Exercise
In the records below, find the line with "Target: wrought iron railing" and the line with "Return one point per instance of the hanging plant"; return exactly those lines and every line between them.

Supplied data
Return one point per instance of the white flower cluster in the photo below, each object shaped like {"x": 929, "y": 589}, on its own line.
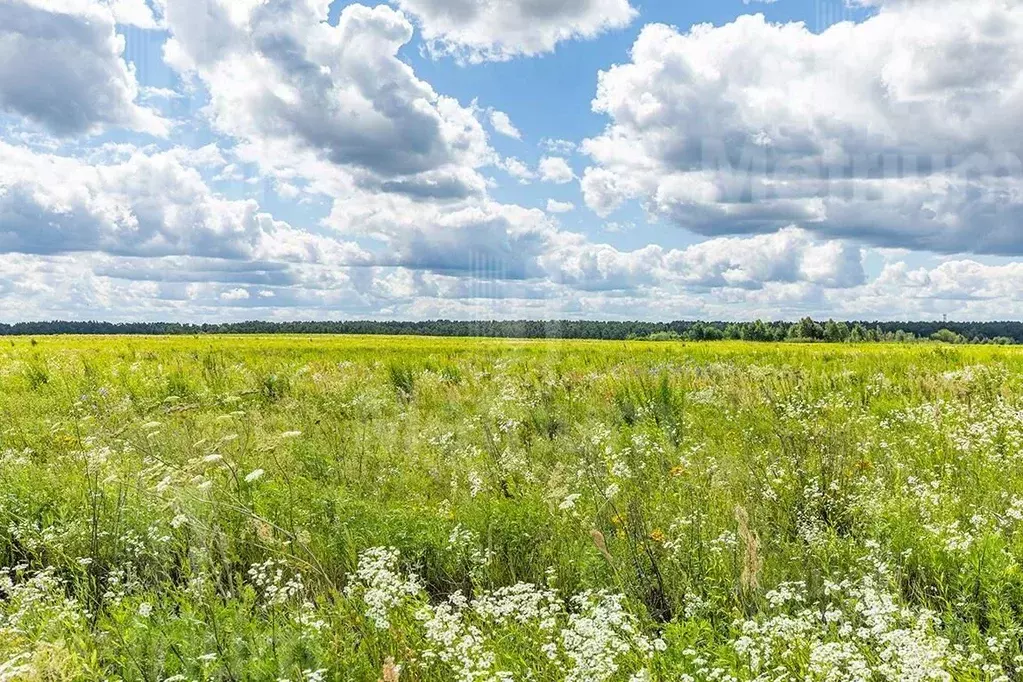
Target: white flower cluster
{"x": 860, "y": 633}
{"x": 268, "y": 578}
{"x": 381, "y": 586}
{"x": 591, "y": 638}
{"x": 598, "y": 635}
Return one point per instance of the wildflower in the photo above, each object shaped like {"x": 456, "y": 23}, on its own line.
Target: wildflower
{"x": 569, "y": 502}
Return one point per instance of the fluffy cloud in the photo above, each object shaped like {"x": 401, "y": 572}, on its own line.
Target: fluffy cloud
{"x": 791, "y": 256}
{"x": 899, "y": 131}
{"x": 147, "y": 206}
{"x": 472, "y": 238}
{"x": 478, "y": 31}
{"x": 557, "y": 170}
{"x": 61, "y": 65}
{"x": 502, "y": 124}
{"x": 554, "y": 206}
{"x": 292, "y": 87}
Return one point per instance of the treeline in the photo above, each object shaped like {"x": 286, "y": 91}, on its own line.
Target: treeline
{"x": 805, "y": 329}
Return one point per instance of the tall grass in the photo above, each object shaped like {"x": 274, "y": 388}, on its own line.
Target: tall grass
{"x": 350, "y": 508}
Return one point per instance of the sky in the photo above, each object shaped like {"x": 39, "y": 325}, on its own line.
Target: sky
{"x": 210, "y": 161}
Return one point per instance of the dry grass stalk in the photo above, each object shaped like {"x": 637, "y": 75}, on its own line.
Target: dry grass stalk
{"x": 601, "y": 544}
{"x": 752, "y": 561}
{"x": 391, "y": 671}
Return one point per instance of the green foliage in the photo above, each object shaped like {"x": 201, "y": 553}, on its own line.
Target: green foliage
{"x": 306, "y": 508}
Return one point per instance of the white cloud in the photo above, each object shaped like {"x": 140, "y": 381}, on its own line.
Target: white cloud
{"x": 478, "y": 31}
{"x": 146, "y": 206}
{"x": 899, "y": 131}
{"x": 502, "y": 124}
{"x": 791, "y": 256}
{"x": 61, "y": 65}
{"x": 133, "y": 12}
{"x": 304, "y": 96}
{"x": 518, "y": 170}
{"x": 554, "y": 206}
{"x": 558, "y": 146}
{"x": 557, "y": 170}
{"x": 235, "y": 294}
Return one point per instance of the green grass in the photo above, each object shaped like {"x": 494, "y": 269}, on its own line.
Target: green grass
{"x": 290, "y": 507}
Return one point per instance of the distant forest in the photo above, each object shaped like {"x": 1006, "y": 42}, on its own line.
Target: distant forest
{"x": 803, "y": 330}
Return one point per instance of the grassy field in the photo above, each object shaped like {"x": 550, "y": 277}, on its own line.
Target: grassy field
{"x": 370, "y": 508}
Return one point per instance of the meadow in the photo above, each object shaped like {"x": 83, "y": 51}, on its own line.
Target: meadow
{"x": 384, "y": 508}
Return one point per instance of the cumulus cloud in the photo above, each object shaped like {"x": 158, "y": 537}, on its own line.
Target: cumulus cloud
{"x": 476, "y": 31}
{"x": 147, "y": 206}
{"x": 557, "y": 170}
{"x": 61, "y": 65}
{"x": 554, "y": 206}
{"x": 502, "y": 124}
{"x": 899, "y": 131}
{"x": 518, "y": 170}
{"x": 291, "y": 86}
{"x": 791, "y": 256}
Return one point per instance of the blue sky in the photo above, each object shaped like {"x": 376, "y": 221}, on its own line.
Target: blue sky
{"x": 215, "y": 160}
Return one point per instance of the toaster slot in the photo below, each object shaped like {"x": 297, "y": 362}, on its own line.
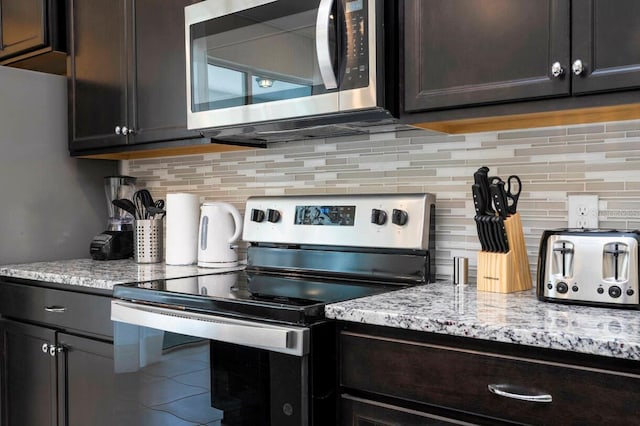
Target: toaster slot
{"x": 615, "y": 262}
{"x": 563, "y": 259}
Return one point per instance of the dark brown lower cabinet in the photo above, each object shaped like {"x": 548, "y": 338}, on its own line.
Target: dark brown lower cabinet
{"x": 56, "y": 358}
{"x": 52, "y": 378}
{"x": 390, "y": 377}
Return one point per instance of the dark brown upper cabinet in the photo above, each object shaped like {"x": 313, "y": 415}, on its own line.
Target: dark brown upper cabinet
{"x": 32, "y": 34}
{"x": 605, "y": 39}
{"x": 127, "y": 74}
{"x": 470, "y": 53}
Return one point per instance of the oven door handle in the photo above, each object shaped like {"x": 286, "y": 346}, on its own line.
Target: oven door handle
{"x": 276, "y": 338}
{"x": 323, "y": 50}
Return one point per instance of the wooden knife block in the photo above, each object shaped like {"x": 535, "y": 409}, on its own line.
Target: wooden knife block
{"x": 506, "y": 272}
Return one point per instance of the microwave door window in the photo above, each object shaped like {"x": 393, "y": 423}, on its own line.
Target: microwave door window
{"x": 264, "y": 54}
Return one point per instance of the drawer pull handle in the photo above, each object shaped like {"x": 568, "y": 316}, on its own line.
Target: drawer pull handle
{"x": 520, "y": 393}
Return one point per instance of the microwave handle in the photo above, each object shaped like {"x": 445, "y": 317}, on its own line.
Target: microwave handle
{"x": 323, "y": 50}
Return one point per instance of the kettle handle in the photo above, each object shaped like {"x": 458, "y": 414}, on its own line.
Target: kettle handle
{"x": 237, "y": 219}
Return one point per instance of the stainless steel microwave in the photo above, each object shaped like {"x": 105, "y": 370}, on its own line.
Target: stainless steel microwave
{"x": 271, "y": 70}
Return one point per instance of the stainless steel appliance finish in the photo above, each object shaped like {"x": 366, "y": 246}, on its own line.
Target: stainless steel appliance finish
{"x": 264, "y": 70}
{"x": 270, "y": 344}
{"x": 594, "y": 267}
{"x": 398, "y": 221}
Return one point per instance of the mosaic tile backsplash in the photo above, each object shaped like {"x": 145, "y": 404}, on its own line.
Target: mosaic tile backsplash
{"x": 554, "y": 162}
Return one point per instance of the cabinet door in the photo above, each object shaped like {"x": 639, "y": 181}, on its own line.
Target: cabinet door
{"x": 606, "y": 39}
{"x": 28, "y": 374}
{"x": 98, "y": 72}
{"x": 22, "y": 26}
{"x": 461, "y": 52}
{"x": 160, "y": 105}
{"x": 87, "y": 391}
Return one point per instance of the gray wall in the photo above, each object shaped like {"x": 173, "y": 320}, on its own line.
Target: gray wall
{"x": 51, "y": 204}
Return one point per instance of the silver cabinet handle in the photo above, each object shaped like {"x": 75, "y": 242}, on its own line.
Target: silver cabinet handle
{"x": 577, "y": 67}
{"x": 556, "y": 69}
{"x": 323, "y": 50}
{"x": 520, "y": 393}
{"x": 54, "y": 350}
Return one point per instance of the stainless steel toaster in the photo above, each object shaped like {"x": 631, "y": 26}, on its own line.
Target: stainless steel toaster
{"x": 589, "y": 266}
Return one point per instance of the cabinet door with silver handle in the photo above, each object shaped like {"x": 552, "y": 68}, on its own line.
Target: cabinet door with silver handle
{"x": 578, "y": 67}
{"x": 127, "y": 131}
{"x": 556, "y": 69}
{"x": 520, "y": 393}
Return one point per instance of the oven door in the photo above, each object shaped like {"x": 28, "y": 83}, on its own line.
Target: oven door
{"x": 251, "y": 61}
{"x": 183, "y": 368}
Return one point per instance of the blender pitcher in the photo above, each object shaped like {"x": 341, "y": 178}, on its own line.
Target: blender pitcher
{"x": 117, "y": 241}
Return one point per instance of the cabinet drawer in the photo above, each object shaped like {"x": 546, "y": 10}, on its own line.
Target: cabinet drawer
{"x": 362, "y": 412}
{"x": 67, "y": 310}
{"x": 460, "y": 379}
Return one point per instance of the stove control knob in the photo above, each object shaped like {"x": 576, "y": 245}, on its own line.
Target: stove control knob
{"x": 399, "y": 217}
{"x": 273, "y": 216}
{"x": 378, "y": 217}
{"x": 615, "y": 291}
{"x": 257, "y": 215}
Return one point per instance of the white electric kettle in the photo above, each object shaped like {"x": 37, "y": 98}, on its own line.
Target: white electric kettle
{"x": 220, "y": 227}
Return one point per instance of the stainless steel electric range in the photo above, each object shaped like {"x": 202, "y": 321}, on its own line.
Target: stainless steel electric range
{"x": 266, "y": 350}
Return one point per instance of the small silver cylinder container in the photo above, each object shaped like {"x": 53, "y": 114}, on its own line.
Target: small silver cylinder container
{"x": 148, "y": 240}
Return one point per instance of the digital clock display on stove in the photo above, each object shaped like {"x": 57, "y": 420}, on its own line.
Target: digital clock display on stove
{"x": 325, "y": 215}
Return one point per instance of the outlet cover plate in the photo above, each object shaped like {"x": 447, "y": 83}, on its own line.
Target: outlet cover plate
{"x": 583, "y": 211}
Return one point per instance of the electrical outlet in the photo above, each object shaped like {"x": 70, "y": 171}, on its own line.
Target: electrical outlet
{"x": 583, "y": 211}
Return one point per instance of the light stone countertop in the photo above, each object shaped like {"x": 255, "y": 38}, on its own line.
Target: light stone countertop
{"x": 443, "y": 308}
{"x": 518, "y": 318}
{"x": 102, "y": 275}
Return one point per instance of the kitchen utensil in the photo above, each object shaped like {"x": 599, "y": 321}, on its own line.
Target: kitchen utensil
{"x": 220, "y": 227}
{"x": 514, "y": 187}
{"x": 499, "y": 197}
{"x": 142, "y": 200}
{"x": 480, "y": 178}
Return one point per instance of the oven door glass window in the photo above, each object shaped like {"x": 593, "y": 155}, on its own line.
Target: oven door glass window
{"x": 164, "y": 378}
{"x": 263, "y": 54}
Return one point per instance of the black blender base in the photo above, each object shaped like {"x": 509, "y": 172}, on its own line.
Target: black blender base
{"x": 112, "y": 245}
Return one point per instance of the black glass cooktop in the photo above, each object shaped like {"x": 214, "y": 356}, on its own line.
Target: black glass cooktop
{"x": 249, "y": 294}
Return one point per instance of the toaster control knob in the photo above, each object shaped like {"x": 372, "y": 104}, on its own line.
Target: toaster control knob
{"x": 615, "y": 291}
{"x": 562, "y": 287}
{"x": 273, "y": 215}
{"x": 257, "y": 215}
{"x": 378, "y": 217}
{"x": 399, "y": 217}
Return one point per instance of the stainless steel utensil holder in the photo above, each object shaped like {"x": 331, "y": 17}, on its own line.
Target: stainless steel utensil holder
{"x": 147, "y": 247}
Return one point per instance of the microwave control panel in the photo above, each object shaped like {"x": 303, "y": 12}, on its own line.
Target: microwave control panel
{"x": 356, "y": 67}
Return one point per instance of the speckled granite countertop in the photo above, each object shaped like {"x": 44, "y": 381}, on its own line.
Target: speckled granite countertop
{"x": 518, "y": 318}
{"x": 101, "y": 275}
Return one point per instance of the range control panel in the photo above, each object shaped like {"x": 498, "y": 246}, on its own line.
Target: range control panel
{"x": 399, "y": 221}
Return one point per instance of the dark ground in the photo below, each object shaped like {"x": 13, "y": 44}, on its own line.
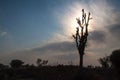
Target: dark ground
{"x": 57, "y": 73}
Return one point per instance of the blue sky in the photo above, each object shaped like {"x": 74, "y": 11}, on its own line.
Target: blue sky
{"x": 34, "y": 23}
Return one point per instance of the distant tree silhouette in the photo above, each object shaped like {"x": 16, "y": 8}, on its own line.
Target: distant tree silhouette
{"x": 105, "y": 62}
{"x": 16, "y": 63}
{"x": 81, "y": 37}
{"x": 115, "y": 59}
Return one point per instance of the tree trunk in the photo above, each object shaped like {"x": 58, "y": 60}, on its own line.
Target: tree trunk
{"x": 81, "y": 61}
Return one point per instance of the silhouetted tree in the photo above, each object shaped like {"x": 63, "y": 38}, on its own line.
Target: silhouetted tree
{"x": 16, "y": 63}
{"x": 81, "y": 37}
{"x": 105, "y": 62}
{"x": 115, "y": 59}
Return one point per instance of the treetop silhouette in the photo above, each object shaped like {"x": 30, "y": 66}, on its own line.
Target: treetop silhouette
{"x": 81, "y": 37}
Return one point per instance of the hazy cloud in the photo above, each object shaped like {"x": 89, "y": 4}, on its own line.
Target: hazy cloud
{"x": 3, "y": 33}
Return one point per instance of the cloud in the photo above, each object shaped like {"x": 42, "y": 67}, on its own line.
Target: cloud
{"x": 3, "y": 33}
{"x": 103, "y": 36}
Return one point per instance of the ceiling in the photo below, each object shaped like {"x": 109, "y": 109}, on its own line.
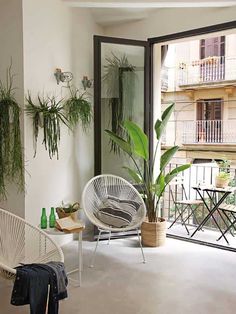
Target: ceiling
{"x": 110, "y": 12}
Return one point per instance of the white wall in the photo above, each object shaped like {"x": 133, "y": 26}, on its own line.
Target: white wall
{"x": 11, "y": 39}
{"x": 168, "y": 21}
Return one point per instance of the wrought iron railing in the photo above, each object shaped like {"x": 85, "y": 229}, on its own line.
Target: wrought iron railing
{"x": 209, "y": 131}
{"x": 208, "y": 70}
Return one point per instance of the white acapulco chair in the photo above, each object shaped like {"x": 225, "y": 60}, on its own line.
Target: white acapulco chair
{"x": 97, "y": 190}
{"x": 23, "y": 243}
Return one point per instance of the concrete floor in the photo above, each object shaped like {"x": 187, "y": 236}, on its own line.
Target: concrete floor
{"x": 178, "y": 278}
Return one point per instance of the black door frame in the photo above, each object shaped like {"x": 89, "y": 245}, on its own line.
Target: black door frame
{"x": 148, "y": 123}
{"x": 98, "y": 40}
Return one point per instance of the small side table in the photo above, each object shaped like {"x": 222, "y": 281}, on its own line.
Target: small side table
{"x": 79, "y": 231}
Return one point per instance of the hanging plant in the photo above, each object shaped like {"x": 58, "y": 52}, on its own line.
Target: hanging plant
{"x": 119, "y": 79}
{"x": 78, "y": 109}
{"x": 11, "y": 152}
{"x": 49, "y": 115}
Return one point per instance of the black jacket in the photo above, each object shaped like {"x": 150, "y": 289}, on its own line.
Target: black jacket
{"x": 31, "y": 287}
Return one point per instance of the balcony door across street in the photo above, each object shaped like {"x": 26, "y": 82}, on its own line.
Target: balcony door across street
{"x": 209, "y": 121}
{"x": 212, "y": 55}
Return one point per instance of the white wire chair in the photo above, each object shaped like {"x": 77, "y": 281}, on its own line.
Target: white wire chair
{"x": 97, "y": 190}
{"x": 23, "y": 243}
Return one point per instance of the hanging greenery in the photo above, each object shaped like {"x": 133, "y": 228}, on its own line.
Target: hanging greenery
{"x": 11, "y": 152}
{"x": 78, "y": 109}
{"x": 119, "y": 78}
{"x": 48, "y": 114}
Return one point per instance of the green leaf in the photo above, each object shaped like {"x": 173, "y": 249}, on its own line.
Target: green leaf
{"x": 166, "y": 157}
{"x": 134, "y": 175}
{"x": 160, "y": 185}
{"x": 160, "y": 125}
{"x": 124, "y": 145}
{"x": 172, "y": 174}
{"x": 139, "y": 139}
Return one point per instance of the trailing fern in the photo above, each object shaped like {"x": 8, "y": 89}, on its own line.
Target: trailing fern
{"x": 49, "y": 114}
{"x": 119, "y": 78}
{"x": 78, "y": 109}
{"x": 11, "y": 153}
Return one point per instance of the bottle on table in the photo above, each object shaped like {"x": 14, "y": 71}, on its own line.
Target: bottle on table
{"x": 44, "y": 222}
{"x": 52, "y": 218}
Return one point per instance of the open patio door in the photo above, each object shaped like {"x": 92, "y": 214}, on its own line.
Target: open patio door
{"x": 121, "y": 92}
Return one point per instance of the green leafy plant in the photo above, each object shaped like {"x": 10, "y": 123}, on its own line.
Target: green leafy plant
{"x": 119, "y": 78}
{"x": 49, "y": 114}
{"x": 153, "y": 184}
{"x": 11, "y": 152}
{"x": 69, "y": 208}
{"x": 78, "y": 109}
{"x": 223, "y": 175}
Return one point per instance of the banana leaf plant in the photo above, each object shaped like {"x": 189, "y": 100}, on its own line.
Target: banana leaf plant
{"x": 153, "y": 184}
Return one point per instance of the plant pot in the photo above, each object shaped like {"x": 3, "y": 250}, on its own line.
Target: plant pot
{"x": 221, "y": 183}
{"x": 154, "y": 233}
{"x": 62, "y": 214}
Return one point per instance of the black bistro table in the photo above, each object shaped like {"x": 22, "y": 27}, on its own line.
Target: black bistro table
{"x": 216, "y": 196}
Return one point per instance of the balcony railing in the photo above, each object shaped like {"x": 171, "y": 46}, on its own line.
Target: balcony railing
{"x": 208, "y": 70}
{"x": 209, "y": 131}
{"x": 198, "y": 173}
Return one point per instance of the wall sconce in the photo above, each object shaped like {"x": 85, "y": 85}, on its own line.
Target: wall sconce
{"x": 86, "y": 82}
{"x": 63, "y": 76}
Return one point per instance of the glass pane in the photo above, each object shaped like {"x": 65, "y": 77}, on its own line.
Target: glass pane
{"x": 122, "y": 98}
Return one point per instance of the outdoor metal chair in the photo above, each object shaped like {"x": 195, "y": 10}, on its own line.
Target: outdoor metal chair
{"x": 23, "y": 243}
{"x": 100, "y": 188}
{"x": 184, "y": 208}
{"x": 229, "y": 212}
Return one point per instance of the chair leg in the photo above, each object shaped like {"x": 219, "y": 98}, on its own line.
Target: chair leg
{"x": 95, "y": 250}
{"x": 141, "y": 247}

Output of the exercise
Target: wrought iron railing
{"x": 209, "y": 131}
{"x": 208, "y": 70}
Return one point per instance of the white acapulco chair in the photo above, each object shaped like {"x": 225, "y": 60}, on its own line.
Target: white acapulco chair
{"x": 97, "y": 190}
{"x": 23, "y": 243}
Return one point per instance of the concrete floor in the photo above, each object shaped like {"x": 187, "y": 236}, on its own line.
Target: concrete floor
{"x": 178, "y": 278}
Return one point per instance of the black door frame in the photo above, each object shaped like {"x": 89, "y": 245}, on its own line.
Target: black door frame
{"x": 148, "y": 123}
{"x": 98, "y": 40}
Return one point per instance of the small side table in the photo above, each object shaped like {"x": 222, "y": 281}, on its own line.
Target: small side table
{"x": 79, "y": 231}
Return one point per instance of the hanging plant in the photo above, each object shaped like {"x": 58, "y": 52}, on its own line.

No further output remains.